[Data items]

════

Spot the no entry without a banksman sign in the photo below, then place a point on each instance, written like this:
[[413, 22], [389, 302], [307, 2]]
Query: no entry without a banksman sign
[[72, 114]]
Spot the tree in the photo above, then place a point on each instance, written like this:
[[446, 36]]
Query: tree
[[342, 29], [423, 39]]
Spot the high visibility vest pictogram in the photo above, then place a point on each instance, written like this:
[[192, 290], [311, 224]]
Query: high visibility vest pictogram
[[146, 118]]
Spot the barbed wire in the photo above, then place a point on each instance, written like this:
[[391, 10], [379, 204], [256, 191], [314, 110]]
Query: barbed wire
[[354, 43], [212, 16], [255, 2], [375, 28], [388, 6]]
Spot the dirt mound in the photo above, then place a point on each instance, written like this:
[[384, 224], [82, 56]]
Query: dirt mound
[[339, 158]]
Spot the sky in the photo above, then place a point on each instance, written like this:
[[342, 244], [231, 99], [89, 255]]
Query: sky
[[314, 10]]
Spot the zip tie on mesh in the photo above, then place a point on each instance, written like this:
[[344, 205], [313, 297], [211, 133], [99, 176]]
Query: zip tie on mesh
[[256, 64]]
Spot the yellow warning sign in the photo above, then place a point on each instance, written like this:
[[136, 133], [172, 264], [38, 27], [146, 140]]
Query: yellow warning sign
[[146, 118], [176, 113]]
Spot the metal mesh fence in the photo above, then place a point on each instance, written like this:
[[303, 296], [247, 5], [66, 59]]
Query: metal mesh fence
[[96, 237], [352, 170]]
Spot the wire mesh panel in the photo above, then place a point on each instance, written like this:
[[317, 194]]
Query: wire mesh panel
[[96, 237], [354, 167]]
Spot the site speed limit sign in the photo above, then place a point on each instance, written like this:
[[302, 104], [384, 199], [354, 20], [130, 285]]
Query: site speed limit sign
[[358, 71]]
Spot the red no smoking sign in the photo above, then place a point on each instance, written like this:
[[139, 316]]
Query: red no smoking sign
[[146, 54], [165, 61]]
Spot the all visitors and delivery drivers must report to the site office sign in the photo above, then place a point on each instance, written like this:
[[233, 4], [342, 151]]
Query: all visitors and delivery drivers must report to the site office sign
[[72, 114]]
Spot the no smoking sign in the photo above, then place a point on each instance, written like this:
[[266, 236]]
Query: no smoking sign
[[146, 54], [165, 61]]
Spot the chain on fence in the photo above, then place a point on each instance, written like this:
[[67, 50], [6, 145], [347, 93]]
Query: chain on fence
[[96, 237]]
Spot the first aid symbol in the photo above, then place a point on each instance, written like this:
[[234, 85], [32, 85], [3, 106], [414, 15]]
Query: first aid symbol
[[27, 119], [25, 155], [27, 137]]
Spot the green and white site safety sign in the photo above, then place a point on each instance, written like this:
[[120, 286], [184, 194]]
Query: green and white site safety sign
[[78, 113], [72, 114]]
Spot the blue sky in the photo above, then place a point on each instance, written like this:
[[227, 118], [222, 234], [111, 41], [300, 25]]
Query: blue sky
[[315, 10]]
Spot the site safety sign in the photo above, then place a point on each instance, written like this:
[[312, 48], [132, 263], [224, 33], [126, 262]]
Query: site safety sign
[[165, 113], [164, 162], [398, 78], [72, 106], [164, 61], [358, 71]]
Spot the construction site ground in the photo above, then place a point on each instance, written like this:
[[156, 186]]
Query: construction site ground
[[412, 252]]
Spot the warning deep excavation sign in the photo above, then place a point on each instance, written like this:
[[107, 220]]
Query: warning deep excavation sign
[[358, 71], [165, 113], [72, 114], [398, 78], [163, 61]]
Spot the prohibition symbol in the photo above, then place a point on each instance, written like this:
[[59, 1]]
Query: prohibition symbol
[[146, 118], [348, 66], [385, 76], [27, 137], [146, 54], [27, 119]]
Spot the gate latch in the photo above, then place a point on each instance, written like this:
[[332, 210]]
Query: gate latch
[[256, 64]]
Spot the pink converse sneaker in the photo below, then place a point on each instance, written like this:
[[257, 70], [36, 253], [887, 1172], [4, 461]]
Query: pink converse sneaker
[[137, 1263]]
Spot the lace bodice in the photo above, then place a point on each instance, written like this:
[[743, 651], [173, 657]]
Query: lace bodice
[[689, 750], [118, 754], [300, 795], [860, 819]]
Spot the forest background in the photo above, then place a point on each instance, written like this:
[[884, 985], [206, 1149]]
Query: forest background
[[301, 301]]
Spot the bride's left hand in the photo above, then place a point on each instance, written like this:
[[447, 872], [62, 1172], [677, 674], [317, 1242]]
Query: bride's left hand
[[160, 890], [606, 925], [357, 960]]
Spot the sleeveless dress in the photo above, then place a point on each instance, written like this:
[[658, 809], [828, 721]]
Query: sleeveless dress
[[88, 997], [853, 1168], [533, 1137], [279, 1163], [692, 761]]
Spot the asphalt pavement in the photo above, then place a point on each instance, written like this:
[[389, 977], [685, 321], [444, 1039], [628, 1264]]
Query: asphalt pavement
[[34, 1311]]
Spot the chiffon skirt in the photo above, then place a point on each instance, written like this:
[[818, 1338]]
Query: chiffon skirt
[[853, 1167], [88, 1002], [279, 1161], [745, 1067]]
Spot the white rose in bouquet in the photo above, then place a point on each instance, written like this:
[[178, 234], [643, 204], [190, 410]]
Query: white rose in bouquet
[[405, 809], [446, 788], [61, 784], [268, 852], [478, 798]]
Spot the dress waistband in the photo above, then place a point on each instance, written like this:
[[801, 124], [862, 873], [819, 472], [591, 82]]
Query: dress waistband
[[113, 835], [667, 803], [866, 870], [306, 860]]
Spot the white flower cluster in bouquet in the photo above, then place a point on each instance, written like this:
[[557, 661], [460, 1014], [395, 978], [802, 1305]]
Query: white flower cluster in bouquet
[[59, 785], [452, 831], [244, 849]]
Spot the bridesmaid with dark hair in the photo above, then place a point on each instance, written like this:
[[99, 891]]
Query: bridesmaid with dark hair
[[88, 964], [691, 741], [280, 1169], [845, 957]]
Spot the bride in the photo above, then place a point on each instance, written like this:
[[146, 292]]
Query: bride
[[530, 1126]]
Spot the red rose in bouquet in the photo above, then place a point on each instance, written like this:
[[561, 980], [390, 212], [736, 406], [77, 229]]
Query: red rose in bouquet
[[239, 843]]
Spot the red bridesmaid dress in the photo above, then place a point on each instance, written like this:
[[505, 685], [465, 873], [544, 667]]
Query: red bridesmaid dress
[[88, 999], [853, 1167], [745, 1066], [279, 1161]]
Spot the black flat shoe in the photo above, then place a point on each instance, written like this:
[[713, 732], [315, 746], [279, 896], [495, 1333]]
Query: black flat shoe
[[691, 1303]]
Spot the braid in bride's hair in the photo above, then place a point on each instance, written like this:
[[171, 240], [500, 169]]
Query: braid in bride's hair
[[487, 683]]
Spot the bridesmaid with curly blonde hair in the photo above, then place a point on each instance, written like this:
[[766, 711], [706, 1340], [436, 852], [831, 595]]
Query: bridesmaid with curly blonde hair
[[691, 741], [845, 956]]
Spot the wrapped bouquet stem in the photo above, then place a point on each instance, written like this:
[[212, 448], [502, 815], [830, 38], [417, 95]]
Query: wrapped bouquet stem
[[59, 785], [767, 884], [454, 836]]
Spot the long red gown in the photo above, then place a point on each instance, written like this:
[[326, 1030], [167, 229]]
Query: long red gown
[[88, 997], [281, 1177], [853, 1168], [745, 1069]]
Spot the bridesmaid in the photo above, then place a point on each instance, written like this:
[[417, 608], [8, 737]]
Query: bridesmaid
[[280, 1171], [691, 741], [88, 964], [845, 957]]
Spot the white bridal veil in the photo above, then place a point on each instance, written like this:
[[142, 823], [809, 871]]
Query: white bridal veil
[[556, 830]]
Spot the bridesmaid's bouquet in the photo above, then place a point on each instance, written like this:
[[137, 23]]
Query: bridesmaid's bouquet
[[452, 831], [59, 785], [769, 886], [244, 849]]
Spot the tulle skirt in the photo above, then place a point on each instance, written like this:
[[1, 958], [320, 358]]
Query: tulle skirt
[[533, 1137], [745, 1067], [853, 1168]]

════

WHAT IS EXPECTED: Rewrite only the lines from the one containing "Spot the bridesmaid in" through the last line, changing "written like this" to "in this format" and leaving everything else unchanged.

FINAL ANSWER:
Spot the bridesmaid in the photo above, then place a point on each instance, in this format:
[[417, 608], [8, 737]]
Query: bridesmaid
[[280, 1171], [691, 741], [88, 964], [845, 957]]
Spot the white bridal veil in the photo above, then place a point on each instance, in this format:
[[142, 823], [809, 871]]
Query: white bridal veil
[[556, 830]]
Spot the bridesmaid's bouquet in the photo above, then place a point on each instance, in this format:
[[137, 23]]
Query: bridesmaid's bouquet
[[452, 831], [59, 785], [769, 886], [244, 849]]
Spot the tulle skirt in the photo above, then place a point on each instance, in this format:
[[1, 958], [320, 358]]
Query: tulle skirt
[[533, 1137], [745, 1067], [853, 1168]]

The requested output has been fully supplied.